Texto para leitura:
/---
É necessário diferenciar entre tato passivo e tato ativo ou sistema háptico (Gibson, 1966). Enquanto
no primeiro a informação tátil é recebida de forma não intencional ou passiva (como a sensação
que a roupa ou o calor produz em nossa pele), no tato ativo, a informação é buscada de forma
intencional pelo indivíduo que toca. Assim, pois, no tato ativo encontram-se envolvidos não
somente os receptores da pele e os tecidos subjacentes (como ocorre no tato passivo), mas
também a excitação correspondente aos receptores dos músculos e dos tendões, de maneira que o
sistema perceptivo háptico capta a informação articulatória motora e de equilíbrio. Assim, Gibson
destaca a importância da atividade no conhecimento do mundo mediante o tato, da mesma
maneira que o movimento ou atividade perceptiva é necessária na percepção visual. Quando um
cego está explorando com as mãos um objeto estranho, para reconhecê-lo, ocorre algo parecido a
quando um vidente olha uma forma complexa e desconhecida para posteriormente desenhá-la. As
mãos, como os olhos, embora de forma mais lenta e sucessiva, movem-se de forma intencional
para buscar as peculiaridades da forma e poder, assim, obter uma imagem dela.
Não obstante, existem importantes diferenças entre a percepção e o processamento da informação
mediante o tato e a visão. Sem dúvida, a captação da informação mediante o tato é muito mais
lenta que a proporcionada pelo sistema visual, o que traz consigo uma explicação de caráter
seqüencial. Isto dá lugar a uma maior carga na memória de trabalho, quando os objetos a serem
explorados são grandes ou numerosos. Imaginemos, por exemplo, o tempo que um cego leva para
explorar um objeto grande, como uma mesa, e a quantidade de pequenas percepções que deverá
integrar até obter sua imagem, se compararmos com a rapidez da exploração visual desta mesma
mesa. Além disso, enquanto o tato somente pode explorar as superfícies situadas no ambiente que
os braços alcançam, não servindo para conhecer espaços distantes, a visão é o sentido útil por
excelência para perceber objetos e sua posição espacial a grandes distâncias.
Portanto, o tato constitui um sistema sensorial que tem determinadas características e que permite
captar diferentes propriedades dos objetos, tais como temperatura, textura, forma e relações
espaciais. Passemos, agora, à revisão, de forma resumida, das capacidades perceptivas do sistema
háptico, a partir de uma perspectiva genética.
A textura parece ter, para o tato, uma saliência perceptiva semelhante à da cor, para a visão. Assim,
as diferenças de textura são captadas pelo tato muito precocemente, a partir dos três ou quatro
anos. Mais tarde, as crianças são capazes de discriminar tatilmente a forma dos objetos, ainda que
com um significativo atraso, quando esta tarefa é realizada visualmente (Warren, 1984.
\---
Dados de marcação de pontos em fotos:
/---
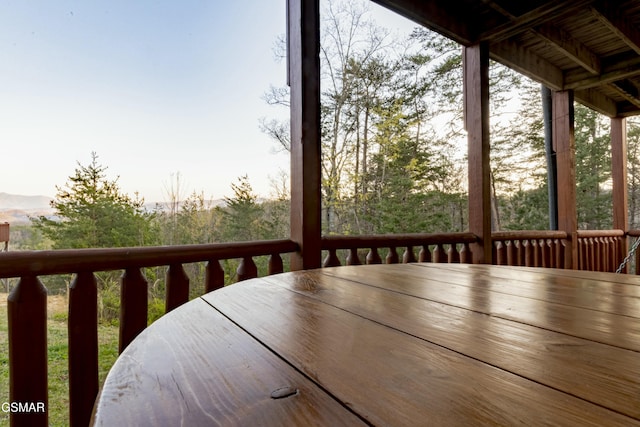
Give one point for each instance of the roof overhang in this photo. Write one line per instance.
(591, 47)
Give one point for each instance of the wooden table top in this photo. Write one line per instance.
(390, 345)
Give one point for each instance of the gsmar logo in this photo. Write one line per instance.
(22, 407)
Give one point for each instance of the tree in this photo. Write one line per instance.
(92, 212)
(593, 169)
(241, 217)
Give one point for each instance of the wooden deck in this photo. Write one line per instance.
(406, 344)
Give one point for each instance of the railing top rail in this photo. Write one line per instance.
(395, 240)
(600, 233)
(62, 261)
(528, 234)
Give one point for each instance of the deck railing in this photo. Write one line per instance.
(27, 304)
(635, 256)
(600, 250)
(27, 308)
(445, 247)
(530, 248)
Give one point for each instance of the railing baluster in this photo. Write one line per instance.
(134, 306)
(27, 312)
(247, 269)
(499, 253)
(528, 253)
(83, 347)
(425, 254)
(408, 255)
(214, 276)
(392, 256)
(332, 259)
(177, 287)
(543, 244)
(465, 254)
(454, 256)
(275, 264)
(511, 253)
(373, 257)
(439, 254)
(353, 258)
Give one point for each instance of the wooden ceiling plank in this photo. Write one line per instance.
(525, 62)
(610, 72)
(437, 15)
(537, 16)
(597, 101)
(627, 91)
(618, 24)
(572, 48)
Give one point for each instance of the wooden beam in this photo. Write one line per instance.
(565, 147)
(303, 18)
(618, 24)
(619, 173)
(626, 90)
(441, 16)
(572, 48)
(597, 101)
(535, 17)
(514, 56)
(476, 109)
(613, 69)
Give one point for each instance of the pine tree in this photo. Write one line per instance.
\---
Lista de tarefas:
a – De acordo com o texto sobre o tato, a partir de que idade as crianças captam pelo tato as diferenças de textura?
b – Retome o texto sobre o tato e continue-o a partir do ponto em que ele termina.

Respostas:
a – A partir dos três ou quatro anos.

b –
Com respeito ao desenvolvimento da percepção da forma dos objetos por meio do tato, os
diferentes autores coincidem ao apontar que o movimento ou a atividade perceptiva autodirigida
aumenta com a idade, o que torna possível um melhor reconhecimento dessas formas. Como já foi
dito, é exatamente essa necessidade da atividade exploratória que torna o sistema perceptivo
háptico semelhante ao visual, ainda que o primeiro tenha um desenvolvimento muito mais lento.
Tais diferenças no desenvolvimento podem ser explicadas (Warren, 1984) pelo fato de o sistema
visual, mas não o háptico, estar preparado, desde muito cedo, para fazer os ajustes musculares
finos necessários para explorar rapidamente os estímulos, e porque a distribuição espacial dos
receptores do olho é mais adequada que a da mão para o registro simultâneo de padrões de
estímulos espaciais.
Foram realizadas numerosas investigações sobre a capacidade dos cegos para captar relações
espaciais mediante o tato. Sem examinar em profundidade tais trabalhos (ver, por exemplo Ochaita
e Huertas, 1988), podemos dizer que existe um aumento gradual, entre os sete e os onze anos,
para compreender tatilmente tarefas especiais de dificuldade mediana (topológicas e algumas
métricas, na terminologia de Piaget).
Quando os problemas são mais complexos, como os que envolvem os relativos à perspectiva,
tornam-se tão difíceis ao tato que só podem ser acessíveis aos cegos ou aos videntes que os
realizam mediante este sistema sensorial, a partir dos quatorze ou quinze anos (Ochaita, 1984).
3. A representação do conhecimento
Um dos problemas que causa mais polêmica nos estudos da moderna psicologia cognitiva é o da
representação mental do conhecimento. Sob a perspectiva do vidente, tende-se a considerar que o
conceito de imagem mental coincide com o da imagem visual. No entanto, essas imagens não têm
por que serem as únicas. De fato, todos têm representações baseadas em outras modalidades
sensoriais, como a audição, o olfato, a gustação ou até mesmo a propriocepção. Portanto, mais
uma vez encontramo-nos diante do fato de que os indivíduos privados da visão dispõe de uma
ampla gama de possibilidades de perceber o mundo que os cerca, utilizando as modalidades
sensoriais de que dispõem.
Vale a pena destacar dois aspectos, em relação à representação. Em primeiro lugar, a capacidade
de representação dos diferentes sistemas sensoriais e, em segundo, as mudanças neles produzidas
ao longo do processo de desenvolvimento.
Um aspecto que tem merecido a atenção dos investigadores é se existe um código háptico que
permita uma representação funcional da informação na memória. Um bom número de trabalhos, a
maioria realizada com adultos, estudou a capacidade de os cegos compreenderem tarefas de
alternação de formas captadas mediante o tato.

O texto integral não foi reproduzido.